TEXTO DE LA PÁGINA:
──────────────────────────────

Los secuestros evidenciaban un conocimiento profundo de la incestuosa y trabada estructura del poder en Bogotá. Literalmente, cada rapto dio en el corazón de la élite bogotana, de la que Gaviria también formaba parte. Y tuvo consecuencias: se formó un comité de poderosos ciudadanos, que se hacían llamar Los Notables, con el objetivo de presionar a Gaviria para que accediera a las exigencias de los criminales. Entre aquellos ciudadanos se encontraban Julio Turbay, el ex presidente cuya hija estaba cautiva, y Alfonso López Michelsen, el ex presidente que se había reunido con Pablo en Panamá años antes. El comité comenzó las negociaciones con el principal abogado de Pablo en Bogotá, Guido Parra, a la búsqueda de una solución pacífica.

Al misino tiempo, Los Notables se reunían con el presidente abogando en favor de su causa y sometiéndolo a una presión personal terrible. En una de sus visitas al Palacio Presidencial, Julio Turbay y Juan Santos, dueño y editor de
El Tiempo,
se encontraron con que el presidente estaba sumido en un gran desaliento y apesadumbrado por la presión de su responsabilidad:

—Es un momento muy delicado —dijo Gaviria—. He querido ayudarlos, y lo he hecho dentro de los límites de lo posible. Sin embargo, en poco tiempo ya no podré hacer nada de nada.

Turbay, que por su pasado presidencial pudo ponerse en el lugar de Gaviria, intentó, pese a su tristeza, ser comprensivo:

—Señor presidente, usted está actuando como debe, al igual que nosotros como padres de nuestros hijos. Comprendo, y le pido que no haga nada que pueda crearle un problema en su función de jefe de Estado. —Según el relato de García Márquez, Turbay señaló el sillón presidencial y agregó—: Si yo estuviera ahí, haría lo mismo.

──────────────────────────────

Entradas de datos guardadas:
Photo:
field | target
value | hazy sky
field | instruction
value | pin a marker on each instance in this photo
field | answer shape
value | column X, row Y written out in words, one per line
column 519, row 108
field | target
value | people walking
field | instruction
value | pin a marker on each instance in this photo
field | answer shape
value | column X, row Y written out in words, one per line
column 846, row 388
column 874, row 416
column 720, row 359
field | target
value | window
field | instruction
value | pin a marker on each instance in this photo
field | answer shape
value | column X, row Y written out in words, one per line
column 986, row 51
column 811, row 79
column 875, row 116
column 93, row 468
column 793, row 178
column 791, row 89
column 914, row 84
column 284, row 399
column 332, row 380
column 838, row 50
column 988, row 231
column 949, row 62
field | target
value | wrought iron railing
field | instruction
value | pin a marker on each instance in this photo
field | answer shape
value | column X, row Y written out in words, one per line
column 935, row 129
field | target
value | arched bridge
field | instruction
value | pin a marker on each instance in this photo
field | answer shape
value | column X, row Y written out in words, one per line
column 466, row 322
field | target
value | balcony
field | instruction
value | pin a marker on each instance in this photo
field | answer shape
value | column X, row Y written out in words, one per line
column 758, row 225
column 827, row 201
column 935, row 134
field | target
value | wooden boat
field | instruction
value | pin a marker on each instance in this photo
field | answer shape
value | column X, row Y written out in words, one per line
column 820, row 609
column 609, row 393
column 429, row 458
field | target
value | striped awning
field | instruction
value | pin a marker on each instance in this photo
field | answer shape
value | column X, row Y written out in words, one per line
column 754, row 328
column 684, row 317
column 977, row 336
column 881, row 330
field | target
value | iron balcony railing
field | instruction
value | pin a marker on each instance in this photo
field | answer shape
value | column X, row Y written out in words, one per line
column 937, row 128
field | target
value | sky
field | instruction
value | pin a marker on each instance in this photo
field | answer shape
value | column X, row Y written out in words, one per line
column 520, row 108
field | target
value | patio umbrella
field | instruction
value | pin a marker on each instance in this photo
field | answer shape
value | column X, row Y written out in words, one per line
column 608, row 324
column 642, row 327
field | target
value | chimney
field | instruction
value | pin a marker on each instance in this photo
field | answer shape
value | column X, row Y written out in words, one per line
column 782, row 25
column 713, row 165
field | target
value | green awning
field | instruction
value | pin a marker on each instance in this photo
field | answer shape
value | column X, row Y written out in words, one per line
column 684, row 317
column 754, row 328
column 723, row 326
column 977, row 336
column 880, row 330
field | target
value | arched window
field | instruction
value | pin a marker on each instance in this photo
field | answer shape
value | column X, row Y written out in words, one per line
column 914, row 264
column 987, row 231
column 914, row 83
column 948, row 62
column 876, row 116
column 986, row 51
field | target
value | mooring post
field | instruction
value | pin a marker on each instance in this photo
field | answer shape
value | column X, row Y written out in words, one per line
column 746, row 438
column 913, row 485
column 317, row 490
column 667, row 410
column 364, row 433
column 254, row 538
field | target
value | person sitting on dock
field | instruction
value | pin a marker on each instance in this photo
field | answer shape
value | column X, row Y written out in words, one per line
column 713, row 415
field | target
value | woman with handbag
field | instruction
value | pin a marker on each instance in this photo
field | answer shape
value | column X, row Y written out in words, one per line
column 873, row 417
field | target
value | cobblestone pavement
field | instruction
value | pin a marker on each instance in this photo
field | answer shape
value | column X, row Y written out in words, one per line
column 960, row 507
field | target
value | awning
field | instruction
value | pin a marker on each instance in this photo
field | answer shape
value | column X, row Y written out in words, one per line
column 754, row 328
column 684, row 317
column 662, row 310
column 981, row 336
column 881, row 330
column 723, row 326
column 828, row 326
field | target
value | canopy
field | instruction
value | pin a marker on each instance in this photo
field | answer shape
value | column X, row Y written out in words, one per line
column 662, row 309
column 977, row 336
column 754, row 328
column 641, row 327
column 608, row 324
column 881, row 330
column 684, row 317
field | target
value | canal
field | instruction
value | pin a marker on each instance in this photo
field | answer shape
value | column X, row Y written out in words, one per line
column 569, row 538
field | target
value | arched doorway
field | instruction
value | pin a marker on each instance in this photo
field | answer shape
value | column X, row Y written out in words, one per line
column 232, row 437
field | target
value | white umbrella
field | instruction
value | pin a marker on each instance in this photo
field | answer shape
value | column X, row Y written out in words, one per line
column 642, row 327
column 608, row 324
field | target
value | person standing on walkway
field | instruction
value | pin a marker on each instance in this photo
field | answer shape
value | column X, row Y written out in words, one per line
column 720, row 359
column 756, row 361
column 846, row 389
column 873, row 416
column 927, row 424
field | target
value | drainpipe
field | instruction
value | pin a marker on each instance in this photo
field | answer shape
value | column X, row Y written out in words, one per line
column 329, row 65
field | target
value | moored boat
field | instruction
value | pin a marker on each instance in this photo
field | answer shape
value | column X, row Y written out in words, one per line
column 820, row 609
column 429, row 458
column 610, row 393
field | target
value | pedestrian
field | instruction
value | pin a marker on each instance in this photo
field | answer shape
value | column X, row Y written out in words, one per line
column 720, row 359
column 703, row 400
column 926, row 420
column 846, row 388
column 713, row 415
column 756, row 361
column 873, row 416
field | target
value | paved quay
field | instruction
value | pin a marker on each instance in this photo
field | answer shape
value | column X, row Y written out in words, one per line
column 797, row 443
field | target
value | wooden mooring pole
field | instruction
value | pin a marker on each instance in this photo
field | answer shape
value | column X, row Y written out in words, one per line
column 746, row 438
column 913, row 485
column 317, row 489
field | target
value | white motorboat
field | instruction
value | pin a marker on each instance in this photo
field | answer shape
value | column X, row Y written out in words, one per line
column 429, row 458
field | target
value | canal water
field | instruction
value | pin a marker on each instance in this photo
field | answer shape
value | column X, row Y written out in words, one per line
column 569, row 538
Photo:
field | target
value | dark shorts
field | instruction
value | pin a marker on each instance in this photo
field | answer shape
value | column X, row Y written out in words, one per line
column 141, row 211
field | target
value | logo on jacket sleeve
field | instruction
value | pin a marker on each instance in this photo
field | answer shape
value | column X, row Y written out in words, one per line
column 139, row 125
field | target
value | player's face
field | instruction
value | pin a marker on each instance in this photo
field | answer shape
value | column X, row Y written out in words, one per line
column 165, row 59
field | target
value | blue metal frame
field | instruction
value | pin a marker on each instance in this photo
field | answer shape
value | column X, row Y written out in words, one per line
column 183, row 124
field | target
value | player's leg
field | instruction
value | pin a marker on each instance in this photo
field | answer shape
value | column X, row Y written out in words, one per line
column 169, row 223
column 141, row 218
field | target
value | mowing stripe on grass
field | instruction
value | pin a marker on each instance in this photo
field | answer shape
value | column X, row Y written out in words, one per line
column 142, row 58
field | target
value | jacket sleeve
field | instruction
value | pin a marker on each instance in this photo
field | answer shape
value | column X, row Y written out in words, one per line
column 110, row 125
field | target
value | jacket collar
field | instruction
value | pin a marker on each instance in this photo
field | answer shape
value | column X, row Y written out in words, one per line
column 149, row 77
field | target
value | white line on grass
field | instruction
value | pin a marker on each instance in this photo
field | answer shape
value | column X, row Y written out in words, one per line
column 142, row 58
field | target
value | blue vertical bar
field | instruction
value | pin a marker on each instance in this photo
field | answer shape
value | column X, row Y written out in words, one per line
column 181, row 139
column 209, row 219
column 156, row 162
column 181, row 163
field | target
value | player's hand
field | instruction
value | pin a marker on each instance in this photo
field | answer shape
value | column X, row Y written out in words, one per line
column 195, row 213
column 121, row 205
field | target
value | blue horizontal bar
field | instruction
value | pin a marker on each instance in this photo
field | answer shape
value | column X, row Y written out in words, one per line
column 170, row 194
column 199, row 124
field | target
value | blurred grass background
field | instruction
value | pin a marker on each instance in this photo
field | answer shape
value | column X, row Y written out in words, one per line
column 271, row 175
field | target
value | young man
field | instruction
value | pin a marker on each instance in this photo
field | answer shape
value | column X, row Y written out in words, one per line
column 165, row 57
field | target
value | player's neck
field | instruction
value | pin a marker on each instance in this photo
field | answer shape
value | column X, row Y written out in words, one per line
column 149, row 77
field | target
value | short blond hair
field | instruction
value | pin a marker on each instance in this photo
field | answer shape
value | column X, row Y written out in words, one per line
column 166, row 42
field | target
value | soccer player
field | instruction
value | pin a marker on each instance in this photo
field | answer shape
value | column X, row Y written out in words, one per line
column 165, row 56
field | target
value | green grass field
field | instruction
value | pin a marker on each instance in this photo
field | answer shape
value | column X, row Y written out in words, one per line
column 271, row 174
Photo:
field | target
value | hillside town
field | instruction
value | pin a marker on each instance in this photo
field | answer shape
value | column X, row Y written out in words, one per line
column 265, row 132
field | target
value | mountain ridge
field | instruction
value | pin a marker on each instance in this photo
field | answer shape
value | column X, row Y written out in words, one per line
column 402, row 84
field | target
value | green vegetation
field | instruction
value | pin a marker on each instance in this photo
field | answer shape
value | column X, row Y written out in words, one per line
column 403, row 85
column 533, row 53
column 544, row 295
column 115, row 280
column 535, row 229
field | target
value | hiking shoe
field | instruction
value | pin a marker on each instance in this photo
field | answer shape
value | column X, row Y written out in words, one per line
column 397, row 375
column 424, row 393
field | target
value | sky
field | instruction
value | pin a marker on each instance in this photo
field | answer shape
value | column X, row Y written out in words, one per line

──────────────────────────────

TAREAS:
1. Imprime el texto sobre Los Notables empezando en "Al misino tiempo, Los" y terminando en "nada de nada.".
2. Según el texto sobre Los Notables, ¿quién era el principal abogado de Pablo en Bogotá?
3. Retoma el texto sobre Los Notables y continúalo desde el punto en que se detiene.

RESULTADOS:
1.
Al misino tiempo, Los Notables se reunían con el presidente abogando en favor de su causa y sometiéndolo a una presión personal terrible. En una de sus visitas al Palacio Presidencial, Julio Turbay y Juan Santos, dueño y editor de
El Tiempo,
se encontraron con que el presidente estaba sumido en un gran desaliento y apesadumbrado por la presión de su responsabilidad:

—Es un momento muy delicado —dijo Gaviria—. He querido ayudarlos, y lo he hecho dentro de los límites de lo posible. Sin embargo, en poco tiempo ya no podré hacer nada de nada.

2. Guido Parra.

3.
El escritor colombiano agregó que «Gaviria estaba pálido como la muerte».

Nydia Quintero, la ex mujer de Turbay y madre de la rehén, se mostró menos comprensiva. Se había puesto en contacto por su cuenta con Pablo a través de intermediarios y había ido a rogarle a Gaviria que detuviera al coronel Martínez, cuyos operativos obligaban a Pablo a huir de un escondrijo al siguiente. Gaviria le explicó que eso era algo que no podía hacer. La seguridad del Estado era su deber y esa condición no podía negociarse; pedirle a la policía que suspendiera sus redadas sería pedirle que no cumpliera con su deber. Además, el presidente sabía lo que Pablo pretendía: «Una cosa es que nosotros le ofrezcamos una política judicial alternativa, pero la interrupción de los operativos policiales no significaría necesariamente la libertad de los rehenes, solamente que ya no se estaría acorralando a Escobar». Esto fue lo que le dijo posteriormente a García Márquez. Esto y que Nydia Quintero estaba indignada por la actitud del presidente y consideraba que la había tratado fríamente sin mostrar el más mínimo interés en resguardar la vida de su hija.

Entretanto, Los Notables se prodigaron en comunicados. A partir de ese momento, únicamente ellos hablarían en nombre de las familias de los secuestrados. A cambio de su liberación —y ésta era su propuesta— Los Notables instarían al Gobierno a considerar a Pablo y a Los Extraditables un movimiento político, y no una banda de criminales. Como tal gozarían del mismo tratamiento que el concedido a los movimientos guerrilleros colombianos. El M-19 —célebre por su sangriento asedio al Palacio de Justicia— había negociado un acuerdo con el Gobierno el año anterior para abandonar la lucha armada e integrarse a la vida política. Sus miembros habían sido amnistiados por los crímenes cometidos a lo largo de su lucha revolucionaria. Los Notables querían que el Gobierno ofreciese el mismo trato a Los Extraditables, o sea a Pablo y sus secuaces. Sin embargo, el mismo día que el comunicado se hacía público, el n de octubre, Gaviria daba instrucciones a su ministro de Justicia para que reiterase que el único trato que podían esperar era el ya ofrecido por el Gobierno.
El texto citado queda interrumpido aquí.